Approximately every 40 seconds, someone will suffer a myocardial infarction (MI) in the US. While mortality due to acute MI has decreased over the past two decades, long-term consequences and comorbidities associated with chronic MI are increasing. In many cases, post-MI left ventricular (LV) remodeling manifests as progressive changes in LV structure and function. This remodeling can initiate a degenerative cycle in which altered myocardial wall mechanics around the infarcted region cause the heart to mechanically decompensate, resultantly placing still more strain on the infarct. Such adverse LV remodeling is the cause of approximately 70% of all heart failure (HF) cases, which kill approximately 100,000 Americans each year. Current therapies for chronic MI, HF, and LV remodeling include pharmacological treatments such as ACE-inhibitors and ?- blockers, coronary revascularization procedures, patch-type ventricular support devices (VSD), and mechanical pump-type ventricular assist devices (VADs). However, drug interventions are stopgap remedies, while VADs are highly invasive and expensive, and VSDs do not contribute to ejection and can impair diastolic filling. This NIBIB R21 Exploratory/Developmental Research Grant proposal explores the potential for an unusual class of ?auxetic? materials, which counterintuitively get thicker (rather than thinner) when stretched, to provide a novel means of passively restoring pumping function to the infarcted region of the heart. By fixing a patch-like auxetic ventricular support device (auxVSD) to the expanding infarcted tissue, we plan to harness the energy wasted on the non-beating infarct to instead stretch and expand an auxVSD, which would in turn stiffen and press against the infarct tissue, contributing to the ejection of blood during systole, while softening and allowing filling during diastole.

+++++

▶ _TRY IT_:
Pick up the grant proposal text on the auxetic ventricular support device from the point where it stops, and continue it.

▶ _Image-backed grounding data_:
+++++

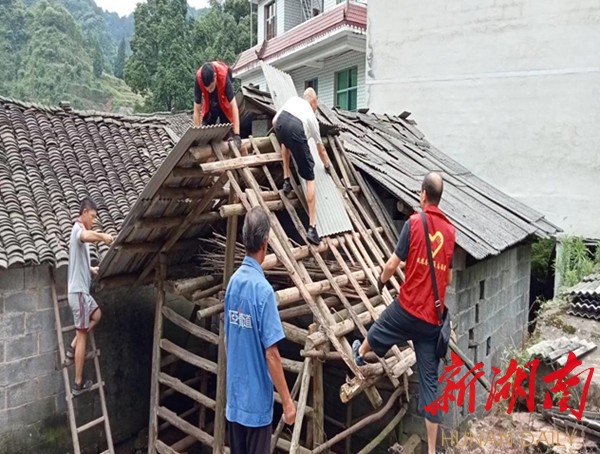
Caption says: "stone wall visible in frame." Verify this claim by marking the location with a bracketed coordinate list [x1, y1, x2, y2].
[405, 245, 531, 436]
[0, 266, 154, 453]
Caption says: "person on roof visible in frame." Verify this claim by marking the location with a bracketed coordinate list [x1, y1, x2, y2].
[193, 61, 242, 149]
[273, 88, 331, 245]
[66, 197, 113, 396]
[352, 172, 456, 454]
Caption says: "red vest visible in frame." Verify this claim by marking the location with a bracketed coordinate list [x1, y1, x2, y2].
[196, 61, 233, 123]
[400, 206, 456, 325]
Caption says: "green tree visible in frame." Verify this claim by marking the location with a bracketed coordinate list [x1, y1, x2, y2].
[0, 0, 29, 94]
[91, 39, 104, 78]
[114, 38, 126, 79]
[125, 0, 194, 110]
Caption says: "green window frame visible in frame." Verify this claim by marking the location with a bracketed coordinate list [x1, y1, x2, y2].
[335, 66, 358, 111]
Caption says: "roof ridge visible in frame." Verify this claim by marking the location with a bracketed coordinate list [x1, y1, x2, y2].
[0, 95, 168, 126]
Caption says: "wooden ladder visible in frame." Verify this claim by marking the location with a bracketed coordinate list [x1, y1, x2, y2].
[52, 279, 115, 454]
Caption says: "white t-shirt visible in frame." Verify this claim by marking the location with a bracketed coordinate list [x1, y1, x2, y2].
[274, 96, 323, 144]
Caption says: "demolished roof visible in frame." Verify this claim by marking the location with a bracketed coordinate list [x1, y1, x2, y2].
[243, 87, 559, 260]
[0, 97, 176, 269]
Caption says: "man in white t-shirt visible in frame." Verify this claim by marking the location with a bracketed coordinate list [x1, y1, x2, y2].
[66, 197, 113, 396]
[273, 88, 331, 245]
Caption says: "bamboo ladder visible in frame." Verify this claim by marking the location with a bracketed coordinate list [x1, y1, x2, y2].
[52, 271, 115, 454]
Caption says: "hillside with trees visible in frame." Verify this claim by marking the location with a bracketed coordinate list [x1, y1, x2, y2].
[0, 0, 250, 112]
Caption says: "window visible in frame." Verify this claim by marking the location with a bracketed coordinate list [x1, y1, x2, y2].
[265, 2, 277, 39]
[335, 67, 358, 110]
[304, 77, 319, 94]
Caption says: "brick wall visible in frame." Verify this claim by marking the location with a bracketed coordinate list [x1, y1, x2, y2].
[446, 245, 531, 425]
[0, 266, 153, 454]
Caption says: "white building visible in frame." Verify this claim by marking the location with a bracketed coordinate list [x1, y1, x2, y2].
[232, 0, 367, 110]
[366, 0, 600, 238]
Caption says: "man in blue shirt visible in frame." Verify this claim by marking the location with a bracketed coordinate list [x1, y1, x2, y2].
[225, 207, 296, 454]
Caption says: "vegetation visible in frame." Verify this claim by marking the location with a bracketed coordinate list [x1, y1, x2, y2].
[556, 236, 600, 287]
[0, 0, 216, 112]
[125, 0, 255, 111]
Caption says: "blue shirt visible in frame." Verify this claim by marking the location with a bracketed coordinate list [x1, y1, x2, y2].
[225, 256, 285, 427]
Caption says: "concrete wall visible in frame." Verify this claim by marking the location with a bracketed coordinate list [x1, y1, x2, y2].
[0, 266, 154, 453]
[403, 245, 531, 432]
[367, 0, 600, 238]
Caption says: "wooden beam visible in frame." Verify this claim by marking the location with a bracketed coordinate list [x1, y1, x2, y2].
[160, 339, 217, 374]
[158, 372, 215, 410]
[198, 153, 281, 176]
[358, 405, 406, 454]
[312, 388, 406, 454]
[116, 238, 198, 254]
[275, 268, 381, 306]
[157, 407, 214, 446]
[219, 199, 300, 218]
[134, 175, 227, 287]
[162, 306, 219, 345]
[148, 254, 167, 447]
[290, 358, 312, 454]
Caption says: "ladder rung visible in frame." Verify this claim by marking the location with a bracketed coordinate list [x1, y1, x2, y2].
[77, 416, 104, 434]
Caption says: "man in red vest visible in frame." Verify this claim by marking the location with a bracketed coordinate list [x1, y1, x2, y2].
[352, 172, 456, 454]
[194, 61, 242, 149]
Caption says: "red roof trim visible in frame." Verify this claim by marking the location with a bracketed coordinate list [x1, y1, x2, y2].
[232, 3, 367, 72]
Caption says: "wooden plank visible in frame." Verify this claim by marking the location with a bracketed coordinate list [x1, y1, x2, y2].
[158, 372, 216, 410]
[160, 339, 217, 374]
[290, 358, 312, 454]
[134, 175, 227, 287]
[148, 253, 167, 452]
[154, 440, 179, 454]
[157, 407, 214, 446]
[162, 306, 219, 345]
[200, 153, 281, 174]
[213, 318, 231, 454]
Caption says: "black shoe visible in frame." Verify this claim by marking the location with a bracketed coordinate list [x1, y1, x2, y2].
[352, 339, 366, 366]
[283, 178, 292, 195]
[71, 380, 93, 397]
[306, 225, 321, 246]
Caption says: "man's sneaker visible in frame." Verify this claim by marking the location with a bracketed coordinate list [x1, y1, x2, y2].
[283, 178, 292, 195]
[71, 380, 93, 397]
[306, 225, 321, 246]
[352, 339, 366, 366]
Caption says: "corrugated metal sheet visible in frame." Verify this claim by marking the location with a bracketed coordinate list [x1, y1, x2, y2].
[261, 62, 352, 236]
[301, 139, 352, 236]
[239, 90, 559, 259]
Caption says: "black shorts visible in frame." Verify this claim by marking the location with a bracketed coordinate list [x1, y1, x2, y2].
[275, 111, 315, 181]
[227, 421, 271, 454]
[367, 299, 440, 423]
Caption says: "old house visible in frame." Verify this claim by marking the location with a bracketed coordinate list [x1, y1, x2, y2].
[238, 87, 558, 430]
[0, 98, 176, 453]
[232, 0, 367, 110]
[366, 0, 600, 238]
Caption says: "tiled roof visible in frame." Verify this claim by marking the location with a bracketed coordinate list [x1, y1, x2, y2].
[0, 94, 174, 269]
[244, 90, 559, 260]
[232, 3, 367, 72]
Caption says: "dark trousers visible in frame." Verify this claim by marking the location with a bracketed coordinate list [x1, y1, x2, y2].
[367, 299, 440, 423]
[228, 421, 271, 454]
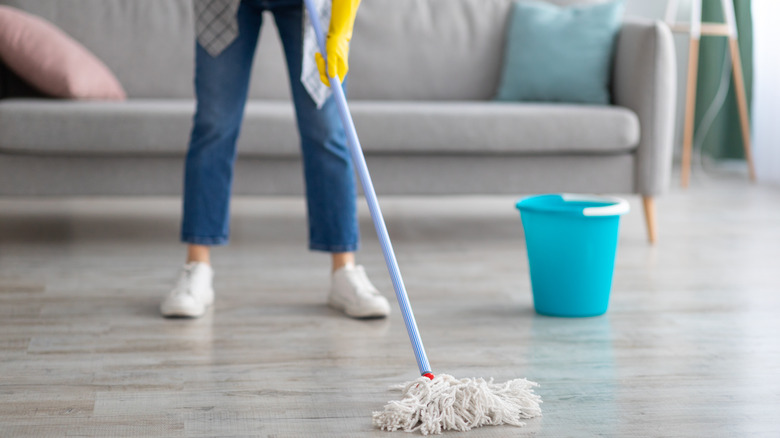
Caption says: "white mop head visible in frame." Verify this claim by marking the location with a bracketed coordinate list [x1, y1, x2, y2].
[374, 374, 542, 435]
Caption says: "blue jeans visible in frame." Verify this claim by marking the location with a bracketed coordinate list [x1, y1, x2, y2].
[181, 0, 359, 252]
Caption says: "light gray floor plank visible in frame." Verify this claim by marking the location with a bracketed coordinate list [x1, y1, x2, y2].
[0, 173, 780, 437]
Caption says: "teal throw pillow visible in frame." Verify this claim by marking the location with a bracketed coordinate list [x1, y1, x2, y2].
[496, 0, 624, 104]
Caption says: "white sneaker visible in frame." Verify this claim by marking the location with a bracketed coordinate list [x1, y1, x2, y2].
[160, 262, 214, 318]
[328, 265, 390, 318]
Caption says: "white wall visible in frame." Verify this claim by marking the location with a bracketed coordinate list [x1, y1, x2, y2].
[753, 0, 780, 184]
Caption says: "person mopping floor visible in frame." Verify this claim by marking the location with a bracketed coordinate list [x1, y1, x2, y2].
[298, 0, 541, 435]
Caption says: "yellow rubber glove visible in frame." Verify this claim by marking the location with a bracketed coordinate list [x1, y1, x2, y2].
[314, 0, 360, 86]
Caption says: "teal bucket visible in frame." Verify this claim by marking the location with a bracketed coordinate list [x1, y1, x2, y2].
[516, 194, 629, 317]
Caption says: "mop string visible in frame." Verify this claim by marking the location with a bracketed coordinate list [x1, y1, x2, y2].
[304, 0, 433, 380]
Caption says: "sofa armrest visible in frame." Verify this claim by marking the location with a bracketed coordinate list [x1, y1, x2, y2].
[612, 21, 677, 196]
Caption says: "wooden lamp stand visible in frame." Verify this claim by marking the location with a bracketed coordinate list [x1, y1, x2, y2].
[665, 0, 756, 187]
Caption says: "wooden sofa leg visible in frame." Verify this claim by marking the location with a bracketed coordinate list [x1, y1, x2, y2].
[642, 196, 658, 245]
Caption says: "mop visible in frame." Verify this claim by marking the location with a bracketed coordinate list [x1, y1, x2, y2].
[305, 0, 542, 435]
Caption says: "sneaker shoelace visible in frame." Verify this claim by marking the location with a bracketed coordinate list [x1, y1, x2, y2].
[174, 265, 194, 296]
[351, 266, 381, 297]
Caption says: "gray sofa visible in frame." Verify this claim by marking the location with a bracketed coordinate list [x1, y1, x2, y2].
[0, 0, 675, 241]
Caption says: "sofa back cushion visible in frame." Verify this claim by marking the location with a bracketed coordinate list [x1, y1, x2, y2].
[0, 0, 598, 100]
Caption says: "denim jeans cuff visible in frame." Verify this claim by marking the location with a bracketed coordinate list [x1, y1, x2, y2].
[309, 242, 359, 252]
[181, 234, 228, 245]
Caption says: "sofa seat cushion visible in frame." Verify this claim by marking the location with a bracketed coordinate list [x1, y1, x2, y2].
[0, 99, 639, 156]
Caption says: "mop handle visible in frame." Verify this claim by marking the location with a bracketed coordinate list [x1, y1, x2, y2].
[305, 0, 433, 379]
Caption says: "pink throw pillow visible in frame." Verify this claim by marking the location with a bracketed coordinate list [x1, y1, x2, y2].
[0, 6, 127, 100]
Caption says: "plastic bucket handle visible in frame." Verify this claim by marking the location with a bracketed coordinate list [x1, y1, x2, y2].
[561, 193, 630, 216]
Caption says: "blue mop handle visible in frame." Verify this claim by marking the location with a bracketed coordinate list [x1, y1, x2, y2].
[305, 0, 433, 378]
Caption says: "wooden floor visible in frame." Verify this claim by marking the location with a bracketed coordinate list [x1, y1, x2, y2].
[0, 173, 780, 437]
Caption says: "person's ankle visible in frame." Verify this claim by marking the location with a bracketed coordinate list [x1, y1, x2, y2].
[331, 252, 355, 272]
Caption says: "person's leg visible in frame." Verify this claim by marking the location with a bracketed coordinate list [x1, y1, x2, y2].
[273, 2, 390, 318]
[181, 2, 262, 261]
[160, 2, 262, 317]
[274, 5, 359, 260]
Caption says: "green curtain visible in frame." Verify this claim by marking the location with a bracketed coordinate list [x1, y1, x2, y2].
[695, 0, 753, 158]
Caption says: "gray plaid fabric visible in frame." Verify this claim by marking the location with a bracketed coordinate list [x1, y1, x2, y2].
[193, 0, 241, 56]
[193, 0, 331, 108]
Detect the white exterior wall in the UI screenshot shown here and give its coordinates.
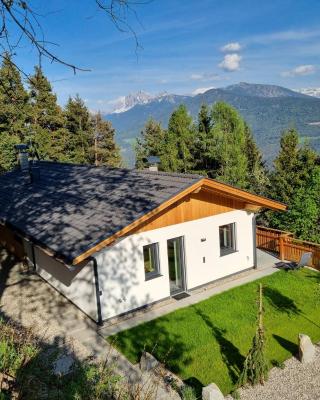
[94,210,254,320]
[25,242,97,321]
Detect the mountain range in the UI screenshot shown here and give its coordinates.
[104,82,320,165]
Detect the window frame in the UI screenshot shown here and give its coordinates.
[219,222,238,257]
[142,242,161,281]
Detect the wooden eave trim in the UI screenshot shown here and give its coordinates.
[72,178,287,265]
[203,178,287,211]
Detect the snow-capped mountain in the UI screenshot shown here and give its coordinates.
[111,90,170,114]
[296,88,320,97]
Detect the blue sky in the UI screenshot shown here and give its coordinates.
[11,0,320,111]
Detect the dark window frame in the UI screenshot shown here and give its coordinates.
[142,242,161,281]
[219,222,237,257]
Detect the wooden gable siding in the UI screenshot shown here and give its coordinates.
[134,190,245,233]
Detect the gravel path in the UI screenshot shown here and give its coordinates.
[226,345,320,400]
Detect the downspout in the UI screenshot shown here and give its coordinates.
[252,214,258,269]
[89,256,103,326]
[31,242,37,272]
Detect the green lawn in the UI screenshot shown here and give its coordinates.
[109,269,320,394]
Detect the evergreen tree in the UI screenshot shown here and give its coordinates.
[281,166,320,243]
[206,102,249,188]
[135,118,164,169]
[238,283,268,387]
[65,95,93,164]
[161,105,195,173]
[245,123,269,195]
[0,55,29,140]
[0,54,29,172]
[266,129,317,231]
[193,104,212,175]
[92,112,121,167]
[26,67,68,161]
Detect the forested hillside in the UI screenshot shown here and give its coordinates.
[105,84,320,163]
[0,56,121,173]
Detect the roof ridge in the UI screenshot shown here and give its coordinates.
[35,160,204,179]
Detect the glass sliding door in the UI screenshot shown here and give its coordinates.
[167,236,186,295]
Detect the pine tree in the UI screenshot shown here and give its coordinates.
[135,118,164,169]
[266,129,317,231]
[26,67,68,161]
[193,104,212,175]
[0,54,29,140]
[161,105,195,173]
[92,112,122,167]
[0,54,29,172]
[206,102,249,188]
[245,123,269,195]
[65,95,93,164]
[237,283,268,387]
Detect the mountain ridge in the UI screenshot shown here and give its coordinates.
[104,82,320,165]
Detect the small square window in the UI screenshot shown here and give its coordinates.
[219,223,236,256]
[143,243,160,280]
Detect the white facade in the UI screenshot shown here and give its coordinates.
[94,210,254,320]
[26,210,255,321]
[24,242,98,321]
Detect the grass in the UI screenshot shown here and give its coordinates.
[108,269,320,394]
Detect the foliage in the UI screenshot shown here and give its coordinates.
[244,123,269,195]
[135,118,164,169]
[266,129,320,241]
[92,112,121,167]
[0,55,121,173]
[210,102,248,188]
[28,67,68,161]
[108,269,320,394]
[64,95,93,164]
[238,283,268,386]
[160,105,194,173]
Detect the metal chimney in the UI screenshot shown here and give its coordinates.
[15,143,29,172]
[148,156,160,172]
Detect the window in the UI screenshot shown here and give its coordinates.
[143,243,160,280]
[219,223,236,256]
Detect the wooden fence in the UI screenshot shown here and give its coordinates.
[256,226,320,270]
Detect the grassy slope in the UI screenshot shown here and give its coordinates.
[110,269,320,393]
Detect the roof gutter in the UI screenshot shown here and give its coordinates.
[88,256,102,326]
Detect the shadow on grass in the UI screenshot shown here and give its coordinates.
[263,287,301,315]
[194,307,245,384]
[272,334,299,356]
[263,286,320,328]
[111,317,193,375]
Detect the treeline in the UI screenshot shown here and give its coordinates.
[0,56,121,172]
[135,102,320,243]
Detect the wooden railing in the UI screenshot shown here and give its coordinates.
[256,226,320,270]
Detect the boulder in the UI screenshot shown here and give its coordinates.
[299,333,316,363]
[202,383,224,400]
[140,351,160,372]
[53,354,74,376]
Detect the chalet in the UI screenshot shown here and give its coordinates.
[0,156,286,323]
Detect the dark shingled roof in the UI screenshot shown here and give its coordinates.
[0,161,202,262]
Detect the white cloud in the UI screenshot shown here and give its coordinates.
[220,42,242,53]
[192,86,214,96]
[190,72,221,81]
[281,64,316,77]
[219,53,242,72]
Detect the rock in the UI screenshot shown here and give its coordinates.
[140,351,160,372]
[299,333,316,363]
[53,354,74,376]
[202,383,224,400]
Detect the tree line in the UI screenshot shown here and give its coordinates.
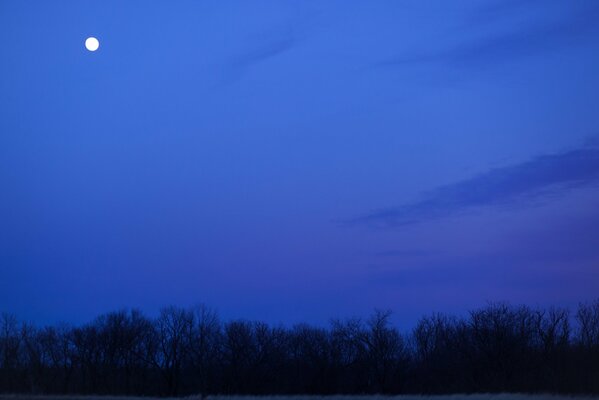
[0,299,599,396]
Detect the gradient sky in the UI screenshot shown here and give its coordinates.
[0,0,599,325]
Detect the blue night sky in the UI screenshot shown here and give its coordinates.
[0,0,599,325]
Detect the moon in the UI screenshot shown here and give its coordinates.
[85,36,100,51]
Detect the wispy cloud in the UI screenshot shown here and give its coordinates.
[376,1,599,67]
[347,147,599,227]
[231,36,296,69]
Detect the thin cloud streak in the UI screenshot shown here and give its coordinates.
[347,148,599,227]
[375,2,599,67]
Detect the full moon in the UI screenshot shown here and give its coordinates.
[85,37,100,51]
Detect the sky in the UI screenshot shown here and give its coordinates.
[0,0,599,326]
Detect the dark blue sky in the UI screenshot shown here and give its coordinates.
[0,0,599,324]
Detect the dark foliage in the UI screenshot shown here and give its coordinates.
[0,300,599,396]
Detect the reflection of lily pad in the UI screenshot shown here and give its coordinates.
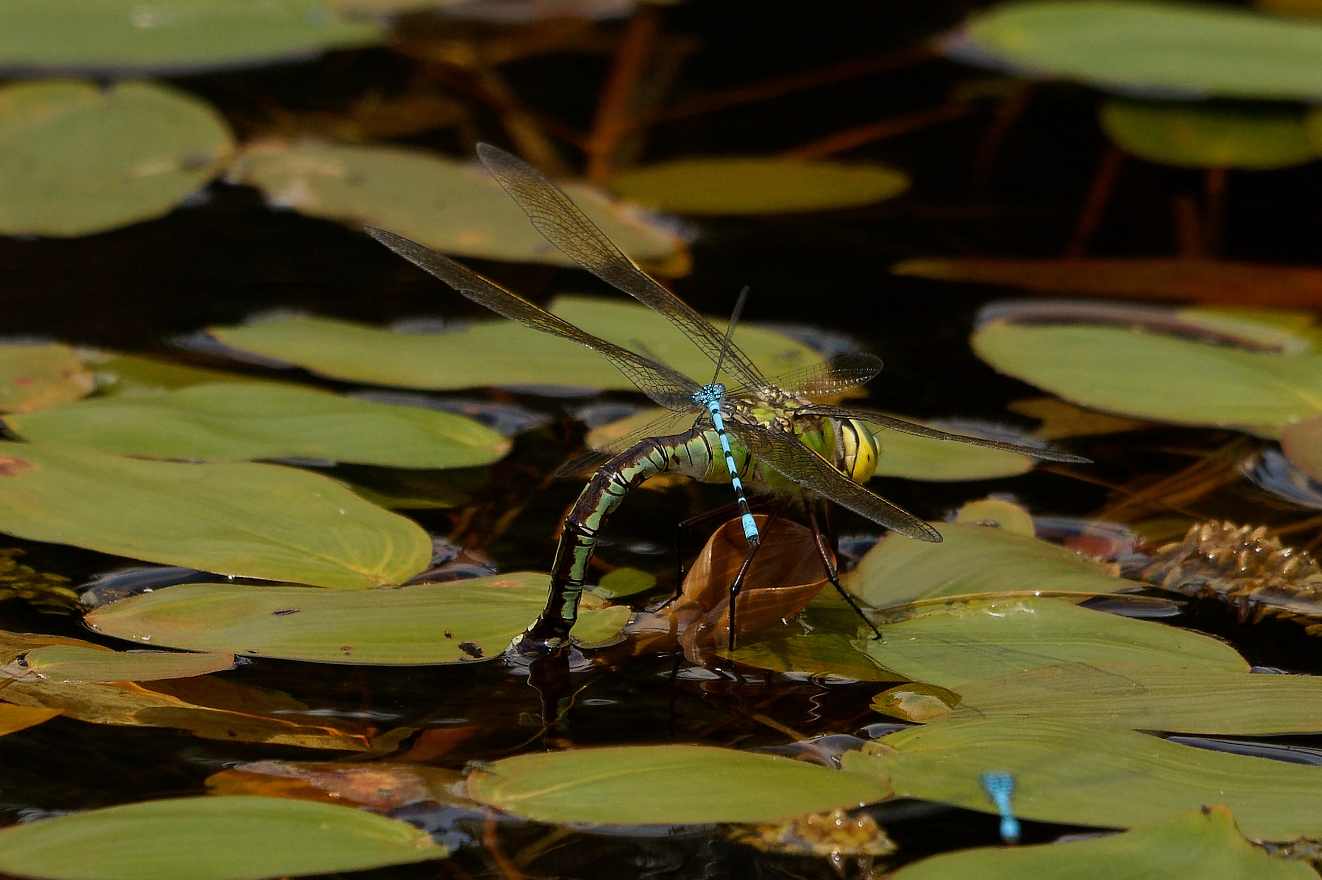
[5,382,509,468]
[87,572,629,666]
[611,156,908,214]
[468,745,890,825]
[1100,100,1317,170]
[0,443,431,588]
[949,0,1322,100]
[0,345,93,412]
[843,720,1322,840]
[0,795,449,880]
[0,78,233,235]
[0,0,385,73]
[210,295,821,388]
[230,143,681,266]
[891,806,1317,880]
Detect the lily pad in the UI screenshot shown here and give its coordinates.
[891,806,1317,880]
[230,141,683,266]
[468,745,890,825]
[5,382,510,468]
[210,295,821,390]
[973,321,1322,436]
[945,0,1322,100]
[859,597,1248,691]
[0,0,385,74]
[1099,100,1318,170]
[845,523,1134,608]
[842,720,1322,840]
[0,78,233,237]
[611,156,908,214]
[0,443,431,589]
[0,795,449,880]
[0,345,93,412]
[87,572,629,666]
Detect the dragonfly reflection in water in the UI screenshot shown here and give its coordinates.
[368,144,1087,653]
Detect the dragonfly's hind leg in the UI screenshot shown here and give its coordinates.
[806,501,882,638]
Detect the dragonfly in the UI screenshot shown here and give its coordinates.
[365,144,1088,654]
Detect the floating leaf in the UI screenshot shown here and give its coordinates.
[0,443,431,588]
[1099,99,1318,170]
[468,745,890,825]
[845,523,1134,608]
[230,141,682,266]
[842,719,1322,840]
[861,597,1248,691]
[891,258,1322,309]
[891,806,1317,880]
[0,0,385,74]
[951,662,1322,736]
[87,572,629,666]
[210,295,821,390]
[0,795,449,880]
[0,703,59,736]
[5,382,510,468]
[973,321,1322,436]
[947,0,1322,100]
[0,78,233,235]
[611,156,910,214]
[0,340,93,412]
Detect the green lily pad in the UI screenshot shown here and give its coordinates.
[87,572,629,666]
[891,806,1317,880]
[0,78,233,237]
[972,321,1322,436]
[948,0,1322,100]
[0,795,449,880]
[210,295,821,390]
[611,156,910,214]
[843,523,1134,608]
[230,141,682,266]
[953,663,1322,736]
[0,345,93,412]
[842,719,1322,840]
[5,382,510,468]
[22,645,234,682]
[0,443,431,589]
[468,745,890,825]
[859,597,1248,691]
[0,0,385,73]
[1100,100,1318,170]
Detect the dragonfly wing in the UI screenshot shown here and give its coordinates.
[477,144,765,387]
[795,403,1092,464]
[364,226,698,410]
[726,422,941,543]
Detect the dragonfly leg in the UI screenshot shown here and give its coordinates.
[808,502,882,638]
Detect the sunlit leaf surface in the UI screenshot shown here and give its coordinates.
[973,321,1322,435]
[5,382,509,468]
[0,0,383,73]
[947,0,1322,100]
[843,720,1322,840]
[468,745,890,825]
[210,295,821,390]
[0,79,233,235]
[230,141,682,266]
[891,806,1317,880]
[0,443,431,588]
[0,795,449,880]
[87,572,629,666]
[611,156,908,214]
[845,523,1134,608]
[1100,100,1318,170]
[863,597,1248,691]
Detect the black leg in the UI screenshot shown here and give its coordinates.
[808,501,882,638]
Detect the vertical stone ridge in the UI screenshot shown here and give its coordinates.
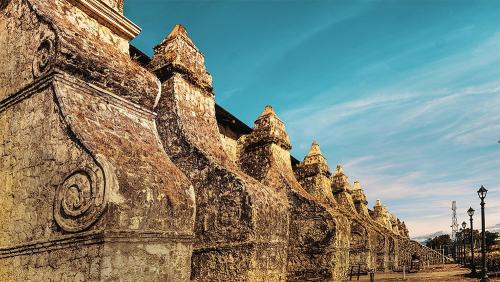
[238,106,349,281]
[295,141,337,206]
[332,164,356,211]
[149,25,288,281]
[351,181,370,218]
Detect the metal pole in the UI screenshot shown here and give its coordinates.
[462,232,467,266]
[470,216,476,274]
[481,199,490,282]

+++++

▶ _ANSWER SECTION_:
Aim 1 will focus on the design, fabrication, and testing of potential auxetic structures and materials. Mechanical simulations will be used to identify and optimize auxetic structures in silico that possess a favorable combination of displacement and force due to the auxetic effect. Concurrently, physical models will be fabricated for in vitro mechanical testing to inform the real-world feasibility of the simulations, as well as provide preliminary information regarding the expected performance of an auxVSD in the setting of a simplified cardiac tissue-like MRI phantom.
In Aim 2 the efficacy of an auxVSD will be tested in a preclinical large animal model of chronic MI using displacement-sensitive DENSE MRI to evaluate its in vivo performance (vs. traditional VSD) for improving regional and global cardiac function through the dynamic modulation of cardiac mechanics in the infarct zone. The project design is both translational and highly cross- disciplinary. Despite the risky nature of this exploratory proposal, the assembled research team and environment are ideally suited to maximize the chances of successfully achieving the proposed aims, which would generate preliminary data for a future R01 that could evolve from this research, with the potential to transform current engineering design thinking as it relates to chronic myocardial infarction repair.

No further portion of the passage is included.